Could you output each line below exactly as it appears, excluding any pictures?

SUPPLIED INFORMATION:

[Start of Attachment]

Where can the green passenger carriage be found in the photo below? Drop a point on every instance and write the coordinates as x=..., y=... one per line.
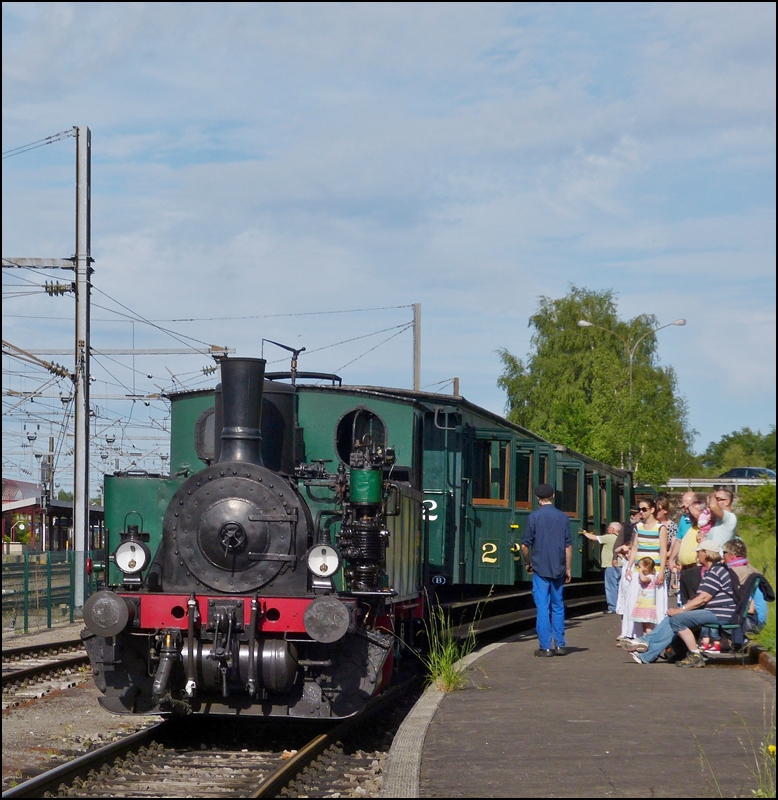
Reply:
x=213, y=607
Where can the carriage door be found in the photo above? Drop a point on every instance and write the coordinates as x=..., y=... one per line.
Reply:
x=570, y=499
x=524, y=465
x=489, y=534
x=591, y=516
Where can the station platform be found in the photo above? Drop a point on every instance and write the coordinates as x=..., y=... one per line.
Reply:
x=592, y=723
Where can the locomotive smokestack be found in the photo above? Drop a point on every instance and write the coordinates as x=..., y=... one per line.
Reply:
x=242, y=382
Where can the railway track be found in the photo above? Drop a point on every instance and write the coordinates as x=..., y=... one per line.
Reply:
x=219, y=758
x=30, y=673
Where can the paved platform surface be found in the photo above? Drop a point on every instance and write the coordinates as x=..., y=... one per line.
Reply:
x=589, y=724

[End of Attachment]

ANSWER SECTION:
Where can the green passenger carriage be found in the photo below? Drop a point on every instance and write the coordinates as x=..., y=... one per line.
Reply:
x=213, y=607
Where can the carriage door be found in the photo above? Drop a point on every instance and write the coordinates as x=..., y=... one per line.
Reply:
x=570, y=499
x=524, y=465
x=489, y=534
x=591, y=516
Where can the station platform be found in the photo above? Drop a point on every instance and write the coordinates as x=..., y=... one per line.
Reply:
x=592, y=723
Where can the locomotive smokestack be found in the photo above? Drop a point on every instance and write the coordinates as x=..., y=... one per line.
Reply:
x=242, y=382
Where can the railway track be found in the photo above? Drop a point on every instance and write the coordinates as x=..., y=... one per line.
Reply:
x=219, y=758
x=30, y=673
Where can the paved platform surface be found in the photo above? Drop a point on every instance and write the coordinates as x=..., y=... one per line.
Reply:
x=589, y=724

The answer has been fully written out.